----- DATA SHOWN

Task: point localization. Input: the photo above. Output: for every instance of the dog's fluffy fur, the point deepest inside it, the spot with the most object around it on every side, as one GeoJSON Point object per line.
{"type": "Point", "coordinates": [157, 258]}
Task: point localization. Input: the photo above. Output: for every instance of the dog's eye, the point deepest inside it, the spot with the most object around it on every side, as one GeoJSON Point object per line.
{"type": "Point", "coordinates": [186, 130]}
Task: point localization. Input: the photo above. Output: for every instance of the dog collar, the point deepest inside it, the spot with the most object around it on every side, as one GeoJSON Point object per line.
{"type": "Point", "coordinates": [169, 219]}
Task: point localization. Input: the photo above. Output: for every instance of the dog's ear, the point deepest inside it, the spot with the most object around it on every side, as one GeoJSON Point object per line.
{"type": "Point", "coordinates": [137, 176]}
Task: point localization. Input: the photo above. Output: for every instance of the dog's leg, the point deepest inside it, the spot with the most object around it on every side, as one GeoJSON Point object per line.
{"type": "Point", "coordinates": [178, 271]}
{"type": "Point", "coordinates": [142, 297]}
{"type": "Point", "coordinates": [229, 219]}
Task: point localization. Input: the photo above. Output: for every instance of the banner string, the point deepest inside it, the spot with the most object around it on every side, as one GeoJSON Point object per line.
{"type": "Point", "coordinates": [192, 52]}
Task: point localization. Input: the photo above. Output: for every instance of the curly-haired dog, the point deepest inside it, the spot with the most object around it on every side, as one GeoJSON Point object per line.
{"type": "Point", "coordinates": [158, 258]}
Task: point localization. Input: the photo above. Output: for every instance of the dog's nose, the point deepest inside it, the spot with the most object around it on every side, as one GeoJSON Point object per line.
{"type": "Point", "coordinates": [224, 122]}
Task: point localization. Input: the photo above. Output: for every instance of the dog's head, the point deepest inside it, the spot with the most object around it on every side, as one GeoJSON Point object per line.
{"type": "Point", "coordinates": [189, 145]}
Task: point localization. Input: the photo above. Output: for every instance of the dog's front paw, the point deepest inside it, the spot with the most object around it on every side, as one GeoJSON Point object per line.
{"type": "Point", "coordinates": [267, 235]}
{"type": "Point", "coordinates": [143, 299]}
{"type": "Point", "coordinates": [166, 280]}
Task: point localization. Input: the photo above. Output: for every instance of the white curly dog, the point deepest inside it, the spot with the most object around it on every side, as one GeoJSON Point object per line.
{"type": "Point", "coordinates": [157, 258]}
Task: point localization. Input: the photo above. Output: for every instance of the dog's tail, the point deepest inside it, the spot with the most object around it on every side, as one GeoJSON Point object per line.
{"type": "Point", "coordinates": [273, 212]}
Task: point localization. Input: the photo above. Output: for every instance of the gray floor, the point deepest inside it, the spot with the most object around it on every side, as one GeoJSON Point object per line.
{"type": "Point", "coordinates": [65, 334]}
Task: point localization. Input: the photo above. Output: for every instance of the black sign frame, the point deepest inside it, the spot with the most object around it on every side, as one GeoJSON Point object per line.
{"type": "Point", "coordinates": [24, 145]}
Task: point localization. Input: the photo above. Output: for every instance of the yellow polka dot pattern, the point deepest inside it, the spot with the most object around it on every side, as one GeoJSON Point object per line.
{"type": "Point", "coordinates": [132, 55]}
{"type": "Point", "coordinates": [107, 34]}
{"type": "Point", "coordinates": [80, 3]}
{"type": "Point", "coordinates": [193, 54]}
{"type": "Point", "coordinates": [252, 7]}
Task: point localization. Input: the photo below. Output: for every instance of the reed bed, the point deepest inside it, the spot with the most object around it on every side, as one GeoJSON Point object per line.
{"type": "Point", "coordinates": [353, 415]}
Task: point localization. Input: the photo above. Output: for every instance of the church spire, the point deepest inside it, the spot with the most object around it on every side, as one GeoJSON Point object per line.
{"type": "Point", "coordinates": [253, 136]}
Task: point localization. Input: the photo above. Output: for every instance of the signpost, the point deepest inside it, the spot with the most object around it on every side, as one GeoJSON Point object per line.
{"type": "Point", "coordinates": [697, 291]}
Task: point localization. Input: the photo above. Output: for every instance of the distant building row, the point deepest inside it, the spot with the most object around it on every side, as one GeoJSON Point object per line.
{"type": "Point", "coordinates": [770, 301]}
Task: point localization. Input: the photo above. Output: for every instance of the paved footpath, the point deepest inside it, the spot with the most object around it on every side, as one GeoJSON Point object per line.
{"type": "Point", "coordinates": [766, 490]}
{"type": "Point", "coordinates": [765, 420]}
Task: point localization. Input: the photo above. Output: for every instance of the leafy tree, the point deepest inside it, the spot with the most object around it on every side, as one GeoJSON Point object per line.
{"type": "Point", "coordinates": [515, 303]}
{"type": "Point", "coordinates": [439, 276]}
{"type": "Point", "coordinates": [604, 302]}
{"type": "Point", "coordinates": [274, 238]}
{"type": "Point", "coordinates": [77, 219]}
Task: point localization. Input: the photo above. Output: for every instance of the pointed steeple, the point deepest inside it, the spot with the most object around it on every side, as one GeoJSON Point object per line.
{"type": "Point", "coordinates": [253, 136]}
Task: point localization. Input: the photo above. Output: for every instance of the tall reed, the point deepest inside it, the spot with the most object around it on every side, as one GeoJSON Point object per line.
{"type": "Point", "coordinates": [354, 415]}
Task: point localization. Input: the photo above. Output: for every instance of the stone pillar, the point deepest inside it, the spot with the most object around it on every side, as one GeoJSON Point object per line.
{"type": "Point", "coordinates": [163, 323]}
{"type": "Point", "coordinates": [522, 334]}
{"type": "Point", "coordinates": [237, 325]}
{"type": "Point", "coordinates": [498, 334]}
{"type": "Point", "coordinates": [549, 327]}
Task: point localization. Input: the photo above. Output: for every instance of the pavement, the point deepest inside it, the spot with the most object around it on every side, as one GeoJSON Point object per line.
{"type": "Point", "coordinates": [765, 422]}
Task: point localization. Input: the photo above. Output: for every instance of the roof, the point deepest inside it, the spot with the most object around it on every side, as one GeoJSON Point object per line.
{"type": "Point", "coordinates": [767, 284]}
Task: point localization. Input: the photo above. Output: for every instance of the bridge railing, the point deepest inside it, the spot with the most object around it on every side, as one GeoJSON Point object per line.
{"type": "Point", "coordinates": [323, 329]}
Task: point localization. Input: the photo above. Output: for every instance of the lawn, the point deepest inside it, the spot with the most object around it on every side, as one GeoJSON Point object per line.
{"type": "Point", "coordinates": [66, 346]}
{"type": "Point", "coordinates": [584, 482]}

----------

ASSIGNMENT >>
Please transcribe every entry above exactly as it appears.

EXERCISE RESPONSE >>
Task: point localization. Input: the photo above. Output: for every instance of the dog's fluffy fur, the point deepest inside it, the spot with the most object around it on every side, as one GeoJSON Point object per line.
{"type": "Point", "coordinates": [157, 258]}
Task: point localization. Input: the photo above. Output: for every instance of the dog's eye, the point deepest inside it, the spot with the most object around it on every side, as one GeoJSON Point object per line.
{"type": "Point", "coordinates": [186, 130]}
Task: point localization. Input: the photo above. Output: for every instance of the dog collar, the point deepest inside it, the spot with the most object around it on every side, as one GeoJSON Point object per line.
{"type": "Point", "coordinates": [169, 219]}
Task: point localization. Input: the photo above. Output: for every instance of the dog's ear, the point deepest inside it, the spot with the most object around it on every side, as one GeoJSON Point object per line.
{"type": "Point", "coordinates": [137, 176]}
Task: point localization. Input: the photo above. Output: for every instance of the dog's leg, the point deepest inside it, the spot with the most object around it on every side, as one GeoJSON Point object per line.
{"type": "Point", "coordinates": [178, 271]}
{"type": "Point", "coordinates": [142, 297]}
{"type": "Point", "coordinates": [229, 219]}
Task: point localization. Input: the photo above. Output: for every instance of the banner string, the point deepest inside it, the spot with the most object around it on every side, as one GeoJSON Point object per line.
{"type": "Point", "coordinates": [192, 52]}
Task: point localization. Input: the photo above. Output: for every instance of the curly-haired dog, the point deepest inside it, the spot with the most object around it on every side, as one GeoJSON Point object per line.
{"type": "Point", "coordinates": [158, 258]}
Task: point localization. Input: the photo above. Output: for every instance of the dog's nose, the point deepest inside it, the spot with the most object around it on every side, as one GeoJSON Point object per line.
{"type": "Point", "coordinates": [224, 122]}
Task: point localization. Input: the photo above. Output: for every instance of the dog's head, the point deepest inside it, the spot with the most object around it on every side, as one GeoJSON Point object per line.
{"type": "Point", "coordinates": [189, 145]}
Task: point localization. Input: the photo above. Output: for every instance of the dog's front paw, the point deepest inside it, the spot with the most object around it on every side, as one GeoJSON Point object per line.
{"type": "Point", "coordinates": [267, 235]}
{"type": "Point", "coordinates": [143, 299]}
{"type": "Point", "coordinates": [166, 280]}
Task: point localization. Input: the photo above. Output: for every instance of the white curly dog, the point deepest inside it, the spot with the most object around it on every side, as one GeoJSON Point object per line.
{"type": "Point", "coordinates": [157, 258]}
Task: point localization. Input: the photo above. Output: for every instance of the dog's tail, the point deepest inside it, the spot with the most object around it on every side, as one GeoJSON Point object per line.
{"type": "Point", "coordinates": [273, 212]}
Task: point localization. Input: the photo above. Output: for every instance of the gray floor, the point deepest inside it, the spot with the most object around it on every side, as one GeoJSON Point object per line.
{"type": "Point", "coordinates": [65, 334]}
Task: point localization. Input: the photo above. Output: for every instance of the black sign frame, the point deepest inside it, the spot with the most object around it on every side, as one GeoJSON Point object per line.
{"type": "Point", "coordinates": [24, 145]}
Task: point localization. Input: the photo above. Output: for every instance of the yellow polka dot pattern, the point deepest inside it, the spot with the most object around it on every side, as one GeoJSON Point object per line.
{"type": "Point", "coordinates": [132, 55]}
{"type": "Point", "coordinates": [107, 34]}
{"type": "Point", "coordinates": [80, 3]}
{"type": "Point", "coordinates": [193, 54]}
{"type": "Point", "coordinates": [252, 7]}
Task: point localization. Input: the photo below. Output: for every instance of the reed bed, the point deepest inside it, the spot with the most object around it on every side, as one GeoJSON Point object per line.
{"type": "Point", "coordinates": [353, 415]}
Task: point localization. Input: the photo above. Output: for every instance of the church spire, the point deepest inside it, the spot with the most object around it on every side, as one GeoJSON Point object per line.
{"type": "Point", "coordinates": [253, 136]}
Task: point localization. Input: the photo above. Output: for every instance of the signpost, the point deepest inside it, the spot with the most object around it on every side, as one GeoJSON Point object per line.
{"type": "Point", "coordinates": [697, 291]}
Task: point localization. Input: the photo above. Output: for every instance of the distant building row, the point deepest inside it, the spot with the most object around it on every side, as one GeoJSON Point object per line.
{"type": "Point", "coordinates": [770, 301]}
Task: point localization. Input: the photo above. Output: for every instance of the paved footpath, the point deepest inside it, the spot with the most object around it on every side, as one GeoJSON Point object per line.
{"type": "Point", "coordinates": [766, 490]}
{"type": "Point", "coordinates": [765, 420]}
Task: point localization. Input: the photo above. Output: for every instance of the leafy tree, the point deepest inside it, the spot with the most object around it on every side, as one GeoJSON Point object per line.
{"type": "Point", "coordinates": [515, 303]}
{"type": "Point", "coordinates": [439, 276]}
{"type": "Point", "coordinates": [604, 302]}
{"type": "Point", "coordinates": [274, 238]}
{"type": "Point", "coordinates": [77, 219]}
Task: point localization. Input: the photo above. Output: for every instance of the pointed steeple, the point deepest inside it, the spot with the most object around it on every side, as one GeoJSON Point object per line.
{"type": "Point", "coordinates": [253, 136]}
Task: point localization. Input: the photo above. Output: for every instance of the tall reed, the point deepest inside it, the spot with the most object around it on every side, as one GeoJSON Point object per line.
{"type": "Point", "coordinates": [354, 415]}
Task: point localization. Input: the photo above. Output: for every instance of the stone pillar, the point deepest inside it, the spot with the most object around it on every side, as one GeoJSON Point object per line.
{"type": "Point", "coordinates": [163, 323]}
{"type": "Point", "coordinates": [522, 334]}
{"type": "Point", "coordinates": [237, 325]}
{"type": "Point", "coordinates": [498, 334]}
{"type": "Point", "coordinates": [549, 327]}
Task: point localization. Input: the photo above. Output: for every instance of the pavement, the point deepest inside it, the spot with the most object around it on every side, as one GeoJSON Point object per line.
{"type": "Point", "coordinates": [765, 422]}
Task: point localization. Input: the photo above. Output: for every instance of the roof, the point deepest inside it, the spot with the most object around it on every side, as one GeoJSON Point object per line.
{"type": "Point", "coordinates": [767, 284]}
Task: point localization. Input: the photo above. Output: for every instance of the bridge railing, the point deepest inside it, the spot with the most object around it on every side, as one GeoJSON Point object per line.
{"type": "Point", "coordinates": [323, 329]}
Task: point localization. Input: the photo above. Output: for every instance of the lawn, the point deepest inside it, the spot with the most object around it on every side, as one GeoJSON Point object per line.
{"type": "Point", "coordinates": [66, 346]}
{"type": "Point", "coordinates": [584, 482]}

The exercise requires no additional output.